Data for this exercise:
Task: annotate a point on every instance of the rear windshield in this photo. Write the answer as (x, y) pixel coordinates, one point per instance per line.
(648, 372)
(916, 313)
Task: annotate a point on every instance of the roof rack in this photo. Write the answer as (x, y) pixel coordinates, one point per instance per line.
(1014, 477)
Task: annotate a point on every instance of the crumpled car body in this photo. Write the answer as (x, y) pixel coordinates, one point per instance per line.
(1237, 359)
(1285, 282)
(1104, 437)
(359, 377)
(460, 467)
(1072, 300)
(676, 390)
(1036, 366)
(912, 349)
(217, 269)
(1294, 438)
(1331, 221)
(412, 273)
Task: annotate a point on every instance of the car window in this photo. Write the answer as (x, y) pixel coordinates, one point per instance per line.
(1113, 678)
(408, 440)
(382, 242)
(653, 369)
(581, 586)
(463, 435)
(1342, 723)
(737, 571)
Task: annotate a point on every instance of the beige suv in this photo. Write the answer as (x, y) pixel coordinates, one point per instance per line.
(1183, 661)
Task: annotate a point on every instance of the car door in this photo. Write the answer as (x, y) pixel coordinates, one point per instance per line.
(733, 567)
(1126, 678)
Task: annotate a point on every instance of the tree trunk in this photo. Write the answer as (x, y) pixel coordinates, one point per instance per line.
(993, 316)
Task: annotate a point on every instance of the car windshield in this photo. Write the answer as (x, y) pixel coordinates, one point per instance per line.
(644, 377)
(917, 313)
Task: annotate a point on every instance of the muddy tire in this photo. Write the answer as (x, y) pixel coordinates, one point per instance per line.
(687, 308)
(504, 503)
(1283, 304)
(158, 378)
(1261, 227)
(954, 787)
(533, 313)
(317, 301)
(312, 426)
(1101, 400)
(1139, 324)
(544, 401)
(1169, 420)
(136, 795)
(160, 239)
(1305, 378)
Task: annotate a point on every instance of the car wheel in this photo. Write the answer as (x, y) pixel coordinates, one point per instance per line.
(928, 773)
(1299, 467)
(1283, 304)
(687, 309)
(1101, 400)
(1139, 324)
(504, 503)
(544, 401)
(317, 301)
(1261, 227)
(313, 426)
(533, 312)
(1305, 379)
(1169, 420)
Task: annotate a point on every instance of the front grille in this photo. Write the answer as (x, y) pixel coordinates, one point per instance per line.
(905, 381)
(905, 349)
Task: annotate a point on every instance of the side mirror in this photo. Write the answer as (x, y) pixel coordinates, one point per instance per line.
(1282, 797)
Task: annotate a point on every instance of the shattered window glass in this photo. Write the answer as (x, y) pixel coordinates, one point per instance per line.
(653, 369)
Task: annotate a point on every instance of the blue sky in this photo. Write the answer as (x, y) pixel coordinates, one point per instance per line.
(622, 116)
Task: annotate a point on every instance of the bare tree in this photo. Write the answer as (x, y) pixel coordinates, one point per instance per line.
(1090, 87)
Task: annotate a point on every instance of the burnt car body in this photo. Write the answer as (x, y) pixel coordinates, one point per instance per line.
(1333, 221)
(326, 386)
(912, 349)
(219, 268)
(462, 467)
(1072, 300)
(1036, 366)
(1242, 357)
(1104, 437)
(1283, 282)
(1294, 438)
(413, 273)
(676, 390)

Task details: Reproduce all of the records above word for word, line by line, with no changes.

Final result:
Task: annotate a point on every instance of the rear windshield in this photo. Write the answer as (x, y) pixel coordinates, one point per instance per line.
(648, 372)
(916, 313)
Task: annotate a point on every instance of the roof rack in this photo. Write the answer as (x, y) pixel coordinates, one point per instance per line.
(1014, 477)
Task: annotate a point on every instance of the crumpled car body in this photo. Write the answer as (x, y) pixel coordinates, one point per instance per line.
(1237, 359)
(1285, 282)
(1104, 437)
(359, 377)
(460, 467)
(1072, 300)
(676, 390)
(1036, 366)
(912, 349)
(217, 269)
(1294, 438)
(1331, 221)
(412, 273)
Task: annotate a point on every instance of the car window in this photo. Write the answer as (x, y) pixel coordinates, one point per instance per line.
(1113, 678)
(408, 440)
(382, 242)
(653, 369)
(581, 586)
(463, 435)
(1342, 723)
(737, 571)
Task: annotate a point on every instance of the beige suv in this photo. Write the answer as (x, y) pixel coordinates, one point per instance per line.
(1183, 661)
Task: annotate a point on every instance of the car door in this photo. Write the answer as (x, y) pixel coordinates, one point per instance per line.
(733, 567)
(1126, 678)
Task: annotate a point on every instance of the tree trunk in this photo. Write the answer as (x, y) pixel coordinates, one point per instance per line.
(993, 316)
Task: annotate a point on every instance of the car windshield in this photo. Write the answer as (x, y) pixel coordinates, one point per instance per line.
(644, 377)
(917, 313)
Task: annotate a point on every instance of the muddy tire in this photo. Write the answer as (x, y) pixel coordinates, one point per instance per line.
(687, 308)
(504, 503)
(1283, 304)
(158, 378)
(1261, 227)
(954, 787)
(533, 313)
(317, 301)
(312, 426)
(1101, 400)
(1139, 324)
(544, 401)
(1169, 420)
(136, 795)
(160, 239)
(1305, 378)
Task: annotate a point on every instance of the car wheel in this photo. Write the answer as (x, y) pixel coordinates, one point per instance per line.
(928, 773)
(1299, 467)
(1283, 304)
(687, 309)
(1101, 400)
(1139, 324)
(504, 503)
(544, 401)
(317, 301)
(1261, 227)
(313, 426)
(533, 312)
(1305, 379)
(1169, 420)
Task: annotate a point on every instance of the front grille in this photo. Write the answer as (x, y) pixel coordinates, one point per instance per line.
(905, 381)
(905, 349)
Task: annotate a point on every instance of the side mirror in this photo. Write the answer as (x, y) pixel coordinates, one point per instance per line.
(1282, 797)
Task: annotate a point on every instance of the shattered window glass in this photo. Write the answer as (x, y) pixel coordinates, one point per instance per line.
(653, 369)
Task: annotate a point on every instance of the blue sky in this photo. Write the answer as (x, y) pixel coordinates, one point per instance per line.
(622, 116)
Task: annotate a point on every instance of the bare tree in this photo. Write the answer as (x, y) pixel coordinates, one point per instance per line.
(1090, 87)
Task: annotate a point on every instance of the burnt car body in this photo. Write the answer as (x, y) pixel coordinates, one point per instance per line.
(1333, 221)
(326, 386)
(912, 349)
(219, 268)
(462, 467)
(1072, 300)
(1036, 366)
(1242, 357)
(1104, 437)
(1283, 282)
(1294, 438)
(413, 273)
(676, 390)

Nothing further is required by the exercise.